## [Work order]
Look through the listing underneath for "image", and copy every line that has it.

## [Listed records]
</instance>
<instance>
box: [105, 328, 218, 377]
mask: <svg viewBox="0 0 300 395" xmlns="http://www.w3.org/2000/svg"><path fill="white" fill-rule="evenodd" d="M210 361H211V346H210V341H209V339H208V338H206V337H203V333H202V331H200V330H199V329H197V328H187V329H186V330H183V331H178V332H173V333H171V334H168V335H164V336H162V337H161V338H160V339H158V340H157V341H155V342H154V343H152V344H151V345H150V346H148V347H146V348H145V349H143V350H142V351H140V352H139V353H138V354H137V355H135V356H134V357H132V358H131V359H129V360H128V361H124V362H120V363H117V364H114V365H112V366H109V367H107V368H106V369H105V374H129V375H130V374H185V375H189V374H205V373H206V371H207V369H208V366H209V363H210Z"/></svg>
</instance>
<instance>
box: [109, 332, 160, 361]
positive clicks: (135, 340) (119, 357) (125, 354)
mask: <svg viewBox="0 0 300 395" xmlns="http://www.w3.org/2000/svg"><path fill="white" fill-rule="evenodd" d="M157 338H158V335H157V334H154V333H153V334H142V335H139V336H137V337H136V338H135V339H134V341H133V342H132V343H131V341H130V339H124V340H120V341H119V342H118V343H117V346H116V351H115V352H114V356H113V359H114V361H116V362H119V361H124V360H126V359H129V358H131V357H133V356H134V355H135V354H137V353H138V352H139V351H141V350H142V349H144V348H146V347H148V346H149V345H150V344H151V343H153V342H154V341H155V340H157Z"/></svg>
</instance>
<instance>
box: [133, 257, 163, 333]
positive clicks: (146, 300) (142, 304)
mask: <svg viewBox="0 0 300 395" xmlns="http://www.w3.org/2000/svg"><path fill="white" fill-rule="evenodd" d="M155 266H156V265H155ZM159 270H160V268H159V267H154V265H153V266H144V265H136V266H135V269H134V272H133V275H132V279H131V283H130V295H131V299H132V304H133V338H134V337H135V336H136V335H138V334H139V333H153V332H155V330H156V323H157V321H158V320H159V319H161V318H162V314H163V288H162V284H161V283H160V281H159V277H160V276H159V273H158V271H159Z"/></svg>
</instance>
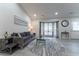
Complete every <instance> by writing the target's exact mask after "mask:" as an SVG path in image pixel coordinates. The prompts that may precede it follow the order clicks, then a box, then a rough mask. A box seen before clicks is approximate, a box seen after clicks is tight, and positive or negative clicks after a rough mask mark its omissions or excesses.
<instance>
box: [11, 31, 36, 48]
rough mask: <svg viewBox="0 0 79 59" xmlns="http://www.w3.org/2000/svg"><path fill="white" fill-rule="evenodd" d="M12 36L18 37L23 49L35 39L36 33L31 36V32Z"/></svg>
mask: <svg viewBox="0 0 79 59" xmlns="http://www.w3.org/2000/svg"><path fill="white" fill-rule="evenodd" d="M12 36H16V39H17V43H18V45H19V47H20V48H23V47H24V46H26V45H28V44H29V43H30V42H31V41H33V40H34V39H35V33H33V34H31V33H30V32H22V33H13V34H12Z"/></svg>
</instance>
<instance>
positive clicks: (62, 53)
mask: <svg viewBox="0 0 79 59" xmlns="http://www.w3.org/2000/svg"><path fill="white" fill-rule="evenodd" d="M45 40H46V43H45V44H43V43H40V44H39V45H38V46H37V45H36V39H35V40H34V41H32V42H31V43H30V44H29V45H28V46H27V47H28V48H29V50H30V51H31V52H32V53H34V54H35V55H36V56H66V53H67V49H66V48H65V47H64V45H63V44H62V43H61V41H60V40H58V39H45Z"/></svg>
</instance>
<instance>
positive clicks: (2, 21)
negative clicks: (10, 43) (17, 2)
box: [0, 3, 30, 37]
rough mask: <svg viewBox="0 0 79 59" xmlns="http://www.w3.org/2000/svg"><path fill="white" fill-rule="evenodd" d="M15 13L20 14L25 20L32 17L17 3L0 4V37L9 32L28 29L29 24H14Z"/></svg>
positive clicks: (19, 16)
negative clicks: (28, 16) (23, 9)
mask: <svg viewBox="0 0 79 59" xmlns="http://www.w3.org/2000/svg"><path fill="white" fill-rule="evenodd" d="M14 15H16V16H19V17H20V18H22V19H23V20H25V21H27V22H28V23H29V22H30V18H29V17H28V16H27V15H26V14H25V12H23V10H22V9H21V8H20V7H19V6H18V4H15V3H4V4H3V3H2V4H0V37H3V34H4V33H5V32H6V31H7V32H10V33H12V32H23V31H27V26H26V27H25V26H19V25H16V24H14Z"/></svg>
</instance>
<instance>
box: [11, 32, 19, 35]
mask: <svg viewBox="0 0 79 59" xmlns="http://www.w3.org/2000/svg"><path fill="white" fill-rule="evenodd" d="M11 36H19V35H18V33H13V34H11Z"/></svg>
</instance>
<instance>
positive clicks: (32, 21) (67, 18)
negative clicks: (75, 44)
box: [32, 17, 79, 39]
mask: <svg viewBox="0 0 79 59" xmlns="http://www.w3.org/2000/svg"><path fill="white" fill-rule="evenodd" d="M76 19H77V20H78V19H79V18H78V17H65V18H59V19H48V20H43V19H39V20H38V19H37V20H32V26H33V32H36V33H37V36H39V22H40V21H41V22H53V21H59V38H60V39H61V32H63V31H68V32H69V33H70V35H69V36H70V39H79V31H72V25H71V23H72V21H73V20H76ZM62 20H68V21H69V26H68V27H62V26H61V21H62Z"/></svg>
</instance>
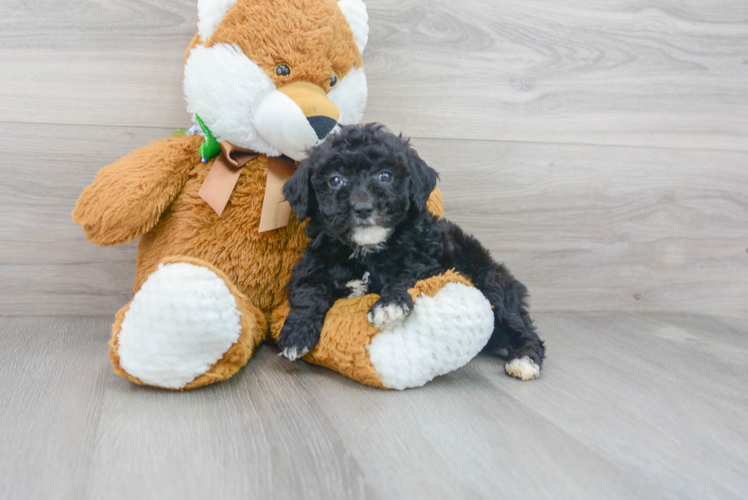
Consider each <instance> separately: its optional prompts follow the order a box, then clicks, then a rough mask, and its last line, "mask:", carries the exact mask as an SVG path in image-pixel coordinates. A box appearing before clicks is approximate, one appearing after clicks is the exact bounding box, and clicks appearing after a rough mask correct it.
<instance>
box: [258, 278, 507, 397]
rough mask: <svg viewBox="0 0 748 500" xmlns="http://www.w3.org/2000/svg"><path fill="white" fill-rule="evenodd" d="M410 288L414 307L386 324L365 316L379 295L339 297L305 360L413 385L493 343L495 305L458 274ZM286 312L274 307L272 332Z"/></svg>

## [Answer to the problem]
Complete every <instance> by writing the target's exact mask after "mask:" as an SVG path in image pixel coordinates. The prompts that may precede it follow the order clicks, then a box, then a rough mask. A box seen before clicks is approximate, a box seen after clicks is tight, and positive or negative clicks after a rough mask mark its omissions or excesses.
Consider each <instance> separately: its optional prompts follow the order a box, then clicks, then a rough mask, and its last line, "mask:", carries the exact mask as an SVG path in image-pixel coordinates. A box appearing before clicks is approximate, one appearing after clicks is the exact bounding box, and clicks appearing after a rough mask correct it.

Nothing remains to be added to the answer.